Object point labels:
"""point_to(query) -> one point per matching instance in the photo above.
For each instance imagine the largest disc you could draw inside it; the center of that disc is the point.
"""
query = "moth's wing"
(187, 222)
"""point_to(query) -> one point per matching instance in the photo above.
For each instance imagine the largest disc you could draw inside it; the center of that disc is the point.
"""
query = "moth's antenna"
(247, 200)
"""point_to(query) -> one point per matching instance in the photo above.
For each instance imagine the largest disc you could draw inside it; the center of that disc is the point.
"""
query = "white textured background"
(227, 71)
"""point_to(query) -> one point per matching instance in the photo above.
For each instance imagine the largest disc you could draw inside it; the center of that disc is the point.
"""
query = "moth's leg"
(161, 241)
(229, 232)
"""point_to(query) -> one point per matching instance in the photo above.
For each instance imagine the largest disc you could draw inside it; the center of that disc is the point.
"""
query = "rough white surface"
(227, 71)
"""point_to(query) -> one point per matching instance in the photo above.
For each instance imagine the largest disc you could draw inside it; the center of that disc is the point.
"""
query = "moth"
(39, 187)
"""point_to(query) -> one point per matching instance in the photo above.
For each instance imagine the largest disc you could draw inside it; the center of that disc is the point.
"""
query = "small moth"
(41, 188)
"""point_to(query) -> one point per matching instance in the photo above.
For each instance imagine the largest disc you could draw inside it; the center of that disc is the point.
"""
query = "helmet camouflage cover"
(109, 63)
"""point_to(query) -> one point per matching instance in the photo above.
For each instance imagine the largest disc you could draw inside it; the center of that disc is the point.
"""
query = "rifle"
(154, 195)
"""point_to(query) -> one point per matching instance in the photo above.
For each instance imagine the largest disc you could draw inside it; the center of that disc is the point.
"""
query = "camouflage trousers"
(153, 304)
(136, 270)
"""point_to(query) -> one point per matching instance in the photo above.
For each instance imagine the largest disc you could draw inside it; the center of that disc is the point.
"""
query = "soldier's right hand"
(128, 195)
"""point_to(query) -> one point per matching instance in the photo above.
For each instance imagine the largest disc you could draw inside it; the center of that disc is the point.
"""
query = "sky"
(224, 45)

WHAT THE TASK ASKS: Write the material out again in its entirety, exactly as shown.

THE REPLY:
"""point_to(query) -> one point per matching instance in the photo above.
For each instance imagine the largest disc you could draw inside it; the center of that disc is the point.
"""
query = "moth's wing"
(187, 222)
"""point_to(query) -> one point per matching instance in the photo above.
For each instance imagine the largest disc you could draw inside it; the center of that disc is the point.
"""
query = "moth's antenna"
(247, 200)
"""point_to(query) -> one point per matching instance in the photo above.
For each instance imagine the largest disc you could draw inside it; the center of that disc is the point.
"""
query = "white textured background"
(227, 71)
"""point_to(query) -> one point per matching instance in the photo above.
For each instance imagine the largest disc you could draw inside it; the center of that disc is the point.
"""
query = "moth's leg"
(161, 241)
(229, 232)
"""point_to(query) -> one point per matching instance in the photo above.
For each instance imagine the largest disc you could draw inside it; the center of that disc is the point.
"""
query = "rough white surface"
(227, 71)
"""point_to(query) -> one point per matching instance in the photo above.
For each instance imagine the largest disc you could draw inside it; the center of that disc is the point.
"""
query = "moth"
(39, 187)
"""point_to(query) -> one point per matching instance in the photo above.
For each instance imagine the largest disc you could draw inside it; the center of that disc is the point.
"""
query = "small moth"
(41, 188)
"""point_to(query) -> one point per matching instance in the photo above.
For each instance imagine the largest disc you could draw inside it; the center of that disc is the point.
"""
query = "helmet camouflage cover"
(109, 63)
"""point_to(query) -> one point per matching instance in the photo above.
For each instance imagine the largest disc you could draw inside it; the center of that disc is the point.
"""
query = "rifle"
(154, 195)
"""point_to(query) -> one point per matching instance in the photo above.
For each instance imagine the largest disc you could draw inside it; the center of that disc is the point.
"""
query = "camouflage trousers"
(153, 304)
(136, 270)
"""point_to(query) -> one point per matching instance in the photo above.
For each instance imagine the largest disc you could draw inside it; the center of that disc is the point.
"""
query = "soldier's right hand"
(128, 195)
"""point_to(query) -> one point per matching instance in the photo above.
For each instance imagine the largest disc you could draw inside it; the center of that disc is the point.
"""
query = "sky"
(224, 45)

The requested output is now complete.